Copy out word for word the lines of the entries below, beginning with the line that contains "Where can you find the crowd" and continuing through the last line of the entries.

— Start Material for the task —

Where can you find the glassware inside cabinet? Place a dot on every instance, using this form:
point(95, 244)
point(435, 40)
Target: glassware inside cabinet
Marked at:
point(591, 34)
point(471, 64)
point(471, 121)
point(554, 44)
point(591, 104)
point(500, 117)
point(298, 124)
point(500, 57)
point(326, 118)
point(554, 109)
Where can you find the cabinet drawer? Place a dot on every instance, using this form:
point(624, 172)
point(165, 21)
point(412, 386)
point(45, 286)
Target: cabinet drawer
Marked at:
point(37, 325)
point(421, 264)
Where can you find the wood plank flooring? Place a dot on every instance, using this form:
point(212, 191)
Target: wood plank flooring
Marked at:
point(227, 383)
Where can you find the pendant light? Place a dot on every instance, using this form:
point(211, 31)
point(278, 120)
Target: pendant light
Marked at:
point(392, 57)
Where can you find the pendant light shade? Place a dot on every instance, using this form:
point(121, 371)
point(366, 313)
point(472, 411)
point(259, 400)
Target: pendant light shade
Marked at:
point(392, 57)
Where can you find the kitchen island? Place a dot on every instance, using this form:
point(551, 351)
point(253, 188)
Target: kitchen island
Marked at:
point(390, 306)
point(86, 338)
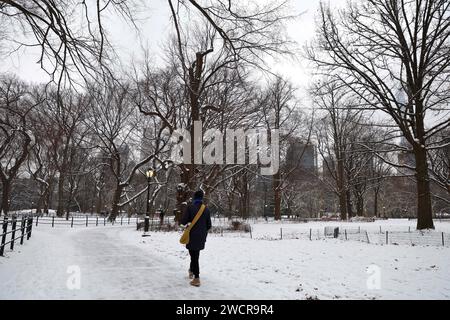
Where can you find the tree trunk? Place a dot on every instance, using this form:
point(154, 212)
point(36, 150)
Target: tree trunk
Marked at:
point(341, 189)
point(115, 203)
point(6, 189)
point(424, 208)
point(61, 202)
point(375, 202)
point(277, 195)
point(348, 199)
point(360, 206)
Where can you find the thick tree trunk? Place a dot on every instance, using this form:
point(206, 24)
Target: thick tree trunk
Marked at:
point(341, 190)
point(348, 199)
point(360, 206)
point(61, 202)
point(375, 203)
point(115, 203)
point(424, 208)
point(277, 196)
point(6, 190)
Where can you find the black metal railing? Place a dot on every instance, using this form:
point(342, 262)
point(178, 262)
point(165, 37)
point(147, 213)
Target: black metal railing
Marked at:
point(22, 226)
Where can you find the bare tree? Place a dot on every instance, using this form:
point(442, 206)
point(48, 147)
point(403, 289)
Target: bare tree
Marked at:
point(16, 137)
point(379, 48)
point(53, 27)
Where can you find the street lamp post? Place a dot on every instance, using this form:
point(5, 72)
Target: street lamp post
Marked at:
point(149, 174)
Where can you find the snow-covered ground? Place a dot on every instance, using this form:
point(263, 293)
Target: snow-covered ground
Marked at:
point(118, 263)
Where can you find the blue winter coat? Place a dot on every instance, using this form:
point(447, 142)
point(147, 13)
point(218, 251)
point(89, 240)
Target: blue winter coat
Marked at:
point(199, 232)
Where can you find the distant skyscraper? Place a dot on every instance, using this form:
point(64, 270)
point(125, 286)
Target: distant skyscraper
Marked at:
point(302, 157)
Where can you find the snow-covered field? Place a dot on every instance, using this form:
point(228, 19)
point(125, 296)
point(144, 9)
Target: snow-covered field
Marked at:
point(118, 263)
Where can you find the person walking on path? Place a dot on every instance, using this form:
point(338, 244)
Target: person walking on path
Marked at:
point(197, 235)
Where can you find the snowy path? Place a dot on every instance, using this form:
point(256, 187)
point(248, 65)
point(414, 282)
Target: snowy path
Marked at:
point(117, 263)
point(110, 269)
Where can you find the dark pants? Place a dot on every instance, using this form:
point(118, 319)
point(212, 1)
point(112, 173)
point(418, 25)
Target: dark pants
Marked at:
point(195, 268)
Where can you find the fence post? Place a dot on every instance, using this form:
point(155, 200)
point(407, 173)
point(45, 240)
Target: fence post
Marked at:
point(22, 228)
point(13, 234)
point(4, 229)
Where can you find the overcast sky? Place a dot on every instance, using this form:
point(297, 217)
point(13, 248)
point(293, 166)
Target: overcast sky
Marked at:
point(155, 25)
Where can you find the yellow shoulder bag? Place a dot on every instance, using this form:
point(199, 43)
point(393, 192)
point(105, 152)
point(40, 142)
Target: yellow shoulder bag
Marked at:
point(185, 237)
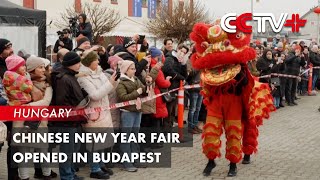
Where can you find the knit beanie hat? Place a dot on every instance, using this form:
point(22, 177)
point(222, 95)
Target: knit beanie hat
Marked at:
point(14, 62)
point(46, 62)
point(127, 42)
point(125, 66)
point(280, 45)
point(155, 52)
point(3, 44)
point(89, 58)
point(297, 47)
point(33, 62)
point(70, 59)
point(113, 61)
point(82, 40)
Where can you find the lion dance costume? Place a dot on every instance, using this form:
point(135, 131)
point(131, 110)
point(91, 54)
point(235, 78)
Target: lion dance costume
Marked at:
point(235, 101)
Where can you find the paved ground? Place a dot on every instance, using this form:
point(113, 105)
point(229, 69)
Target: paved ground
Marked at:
point(289, 149)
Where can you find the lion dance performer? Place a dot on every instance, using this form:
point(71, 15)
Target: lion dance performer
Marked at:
point(235, 101)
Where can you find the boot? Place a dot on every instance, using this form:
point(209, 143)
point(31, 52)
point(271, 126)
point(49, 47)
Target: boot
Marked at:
point(246, 159)
point(232, 170)
point(281, 104)
point(211, 164)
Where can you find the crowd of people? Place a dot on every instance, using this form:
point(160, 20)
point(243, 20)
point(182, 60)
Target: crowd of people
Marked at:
point(95, 76)
point(284, 59)
point(122, 72)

— End Material for the task —

* Expected answer *
Where can you find the crowd of people? Place a dot on every instance, using this form:
point(160, 20)
point(243, 20)
point(182, 60)
Target: crowd of people
Marked at:
point(95, 76)
point(284, 59)
point(122, 72)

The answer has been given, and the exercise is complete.